Task objective
Quote the following material word for word, keeping every line unchanged.

Excerpts from a point labeling dataset
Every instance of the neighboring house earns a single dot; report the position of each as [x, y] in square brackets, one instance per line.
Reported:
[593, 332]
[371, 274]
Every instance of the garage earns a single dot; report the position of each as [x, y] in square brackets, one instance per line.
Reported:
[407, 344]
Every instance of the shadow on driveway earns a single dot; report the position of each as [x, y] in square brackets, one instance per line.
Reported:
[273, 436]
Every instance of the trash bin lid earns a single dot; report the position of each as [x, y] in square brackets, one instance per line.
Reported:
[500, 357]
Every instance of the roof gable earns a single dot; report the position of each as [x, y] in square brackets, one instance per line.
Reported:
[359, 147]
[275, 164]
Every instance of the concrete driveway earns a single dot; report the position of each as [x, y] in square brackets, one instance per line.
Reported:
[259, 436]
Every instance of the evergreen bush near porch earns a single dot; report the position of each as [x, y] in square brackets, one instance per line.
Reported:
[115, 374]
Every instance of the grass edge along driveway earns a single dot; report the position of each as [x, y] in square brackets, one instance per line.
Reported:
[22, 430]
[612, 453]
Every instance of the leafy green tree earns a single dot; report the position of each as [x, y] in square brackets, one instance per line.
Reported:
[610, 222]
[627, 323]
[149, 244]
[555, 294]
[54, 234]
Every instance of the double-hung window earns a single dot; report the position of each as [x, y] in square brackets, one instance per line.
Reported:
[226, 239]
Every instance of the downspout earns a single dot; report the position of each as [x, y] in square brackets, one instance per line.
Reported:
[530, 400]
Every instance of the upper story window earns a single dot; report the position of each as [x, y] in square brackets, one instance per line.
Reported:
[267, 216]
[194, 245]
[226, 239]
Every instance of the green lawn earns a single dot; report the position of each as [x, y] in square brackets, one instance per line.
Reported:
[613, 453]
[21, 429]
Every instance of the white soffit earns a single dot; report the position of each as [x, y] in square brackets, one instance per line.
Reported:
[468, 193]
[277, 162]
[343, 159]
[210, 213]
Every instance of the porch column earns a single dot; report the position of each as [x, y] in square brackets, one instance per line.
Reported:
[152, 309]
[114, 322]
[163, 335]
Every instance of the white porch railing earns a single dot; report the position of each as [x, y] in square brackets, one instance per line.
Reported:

Completed task
Every instance of the neighboring house earns a single dot; report the position of each as [x, y] in square brackets, one instance per line.
Reported:
[593, 332]
[371, 274]
Every instance of the garage earns a single dot; report the position of each as [x, y] in square brackets, one instance per line.
Reported:
[407, 344]
Every instance of the shadow on driveway earns a single dot; report the position of each as [x, y] in square brackets, one instance per line.
Reported:
[273, 436]
Every instance of the trash bin lid earns a single dot; report the position of each as [x, y] in square brackets, one instance per line.
Reported:
[500, 357]
Every instance of the roof gable earns a single dot; report the position of each as [x, y] in square brackets, one instance per line.
Reported:
[359, 147]
[275, 164]
Every instance of the concrete driveway earns a single dot; report the position of each as [x, y] in square brackets, one instance per line.
Reported:
[259, 436]
Every instance of the evergreen bush near porch earns a single dot; report the position of each as [x, y] in square brackets, one instance per line.
Reported:
[115, 374]
Every instance of the grass edge along driveway earns a single dot; report the position of each as [x, y] in square brackets, one instance per line.
Reported:
[22, 430]
[612, 453]
Every instance of the leafy green tree earns a single dot; report the position of each as [x, y] in square brackets, one instance per line.
Reported:
[610, 222]
[627, 323]
[149, 244]
[555, 294]
[54, 234]
Every instance of the double-hung window earns a single dot; report the position of each as [x, y] in square brackets, one instance per line.
Reported:
[226, 239]
Every instance of the downspout earns a single dot; report the position of each as [x, y] in square brackets, one instance per line.
Reported:
[530, 400]
Every instance of the upper story window earns a single dot; report the position of each as [x, y] in square brackets, one instance per line.
Reported:
[267, 216]
[194, 245]
[226, 239]
Every instance of the green lawn earns a single dot; report the position of each as [x, y] in square brackets, one instance per line.
Reported:
[613, 453]
[21, 429]
Every instance of the white soffit earns a single dot; report the position of each as [x, y] in square brackets, one instance per line.
Reported:
[468, 193]
[277, 162]
[343, 159]
[210, 213]
Every instance of the porch column earns a single dot; report the position of each as [x, y] in square brackets, one instance per line.
Reported:
[152, 309]
[114, 322]
[163, 335]
Every instance of the white porch railing earns a single dot; report the position of each as [x, y] in square brackets, one instance per line.
Reported:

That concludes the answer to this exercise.